• _Tasks for this exercise_
(a) In the SunPCI card post, what speed is given for the card's AMD CPU?
(b) Output the portion of the SunPCI card post between "Anyhow, what I" and "browsing or whatever.", inclusive.

• _Provided text_
###

C
Chris Jones
Hi all,
I have access to, and the opportunity to play with, (though not at present
ownership of) a large number of no-longer-required SunPCI cards. The model
is Penguin, Bios V1.1.2 441B. These are basically an AMD x86 PC on a PCI
card which plugs into the bus of a SPARC based sun workstation, to allow
Sun users to run M$ windows / PC programs without getting a separate box,
power supply, hard drive, network connection etc. The card has a 400MHz
AMD cpu, 2 DIMM banks, its own graphics chipset (SiS 5598), W48C67 clock
generation, ESS1869F audio chip, Winbond W83877TF peripherals, it has
USB1.1 I think, some slightly modified Award bios, a PIC16C64A programmed
by Sun, AFAIK to emulate a keyboard and mouse (to get the input from the
Sun keyboard and mouse and to provide this to the PC by emulating the
hardware. The sticker on the PIC says MSKB 18 (c)1998), and it has an intel
21554 PCI bus bridge, to allow the Sun to access the PC memory I think, (or
vice versa?) which allows the PC to render its screen inside a window on
the sun desktop, although there is the option to use the internal graphics
hardware on the SunPCI card and the VGA connector on the card edge. The
card seems to also have an IDE interface though the connector has not been
soldered on since the normal usage is to access the a file on the Sun hard
drive via some software on the Sun CPU over the PCI bus bridge somehow.
Anyhow, what I would like to be able to do is to make the card boot without
the Sun workstation attached. It would be a nice little linux PC with only
25W maximum power consumption, and has USB so keyboard and mouse, network
and possibly even hard drive etc. could be attached, and could be used as a
VOIP box or for web browsing or whatever.
Just applying power doesn't seem to do it - I tried plugging it into the PCI
bus of an old PC and the fan worked but nothing else. I think either: the
PIC microcontroller or the Intel bus bridge IC might be holding the SunPCi
in reset, or the modified bios on the SunPCi card might be unwilling to
boot without some words of encouragement from a genuine Sun workstation, or
something I haven't thought of.

###

Collection entries
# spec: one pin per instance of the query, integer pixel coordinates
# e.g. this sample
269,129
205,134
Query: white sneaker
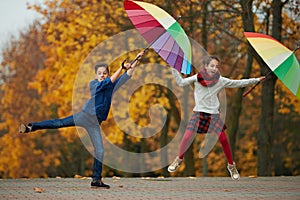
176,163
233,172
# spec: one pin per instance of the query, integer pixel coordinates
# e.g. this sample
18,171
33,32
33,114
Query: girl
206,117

###

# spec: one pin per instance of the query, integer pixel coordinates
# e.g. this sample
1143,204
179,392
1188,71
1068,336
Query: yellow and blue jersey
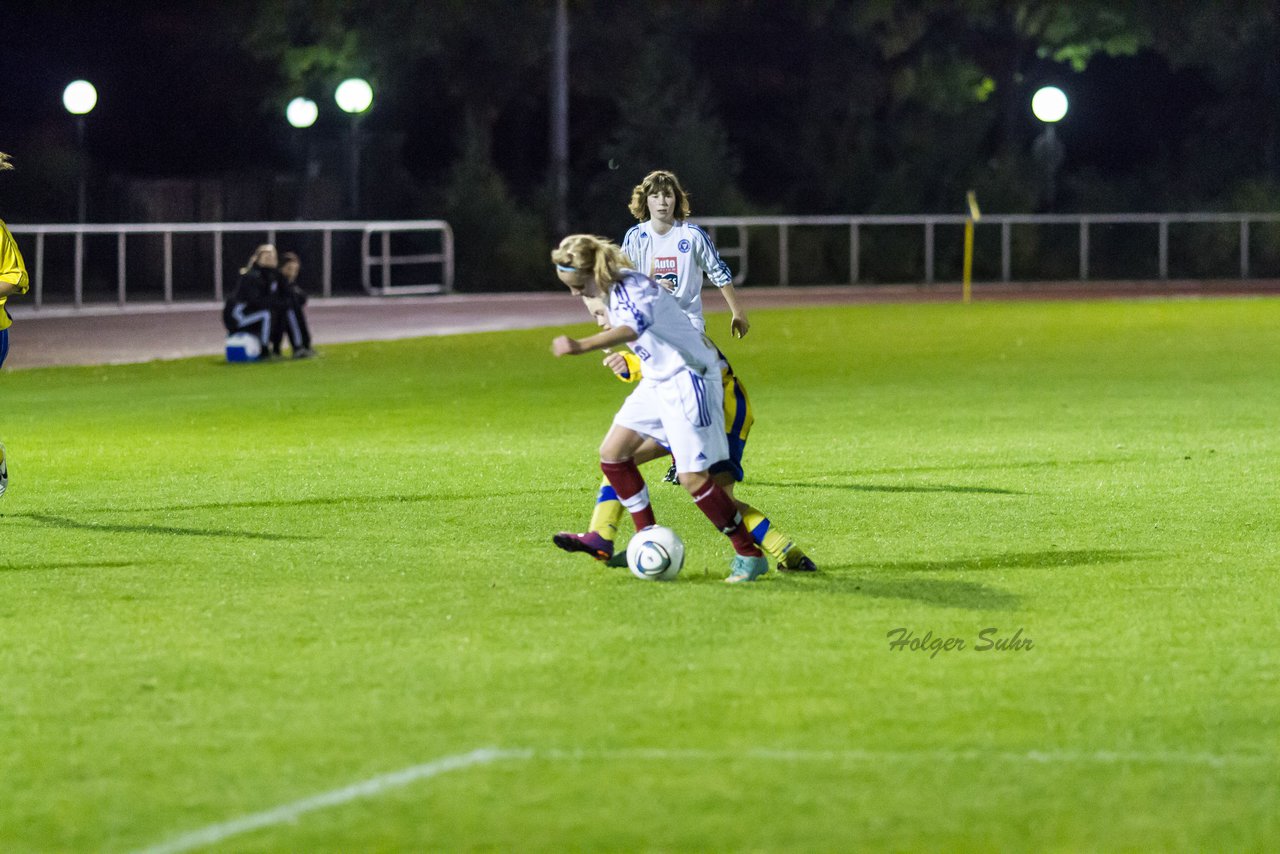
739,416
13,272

###

• _Solutions by task_
(a) 400MHz

(b)
Anyhow, what I would like to be able to do is to make the card boot without
the Sun workstation attached. It would be a nice little linux PC with only
25W maximum power consumption, and has USB so keyboard and mouse, network
and possibly even hard drive etc. could be attached, and could be used as a
VOIP box or for web browsing or whatever.